[Aim]
Can you write out the lines below again with "pixel-level proof" swapped for "exact coordinates", changing nothing else and leaving out the pictures?

[Data shown]
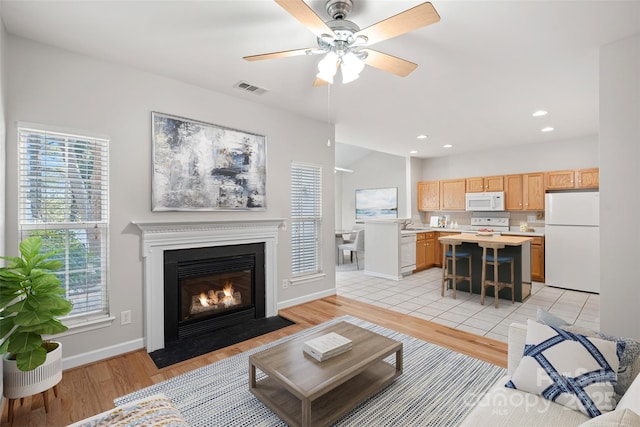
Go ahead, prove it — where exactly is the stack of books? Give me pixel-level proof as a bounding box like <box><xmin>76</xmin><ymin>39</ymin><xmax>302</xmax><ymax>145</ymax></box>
<box><xmin>303</xmin><ymin>332</ymin><xmax>352</xmax><ymax>362</ymax></box>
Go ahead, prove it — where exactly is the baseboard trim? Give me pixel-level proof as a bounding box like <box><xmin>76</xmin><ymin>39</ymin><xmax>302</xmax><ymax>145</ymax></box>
<box><xmin>62</xmin><ymin>338</ymin><xmax>144</xmax><ymax>370</ymax></box>
<box><xmin>278</xmin><ymin>288</ymin><xmax>336</xmax><ymax>310</ymax></box>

[Complete answer]
Go ahead, prove it — where exactly is the stack of books? Give me exact coordinates as a bounding box like <box><xmin>76</xmin><ymin>39</ymin><xmax>302</xmax><ymax>145</ymax></box>
<box><xmin>303</xmin><ymin>332</ymin><xmax>352</xmax><ymax>362</ymax></box>
Go ahead, prove it — where exactly is the baseboard trim? Give me exact coordinates as a bounding box like <box><xmin>76</xmin><ymin>39</ymin><xmax>302</xmax><ymax>145</ymax></box>
<box><xmin>62</xmin><ymin>338</ymin><xmax>144</xmax><ymax>370</ymax></box>
<box><xmin>278</xmin><ymin>288</ymin><xmax>336</xmax><ymax>310</ymax></box>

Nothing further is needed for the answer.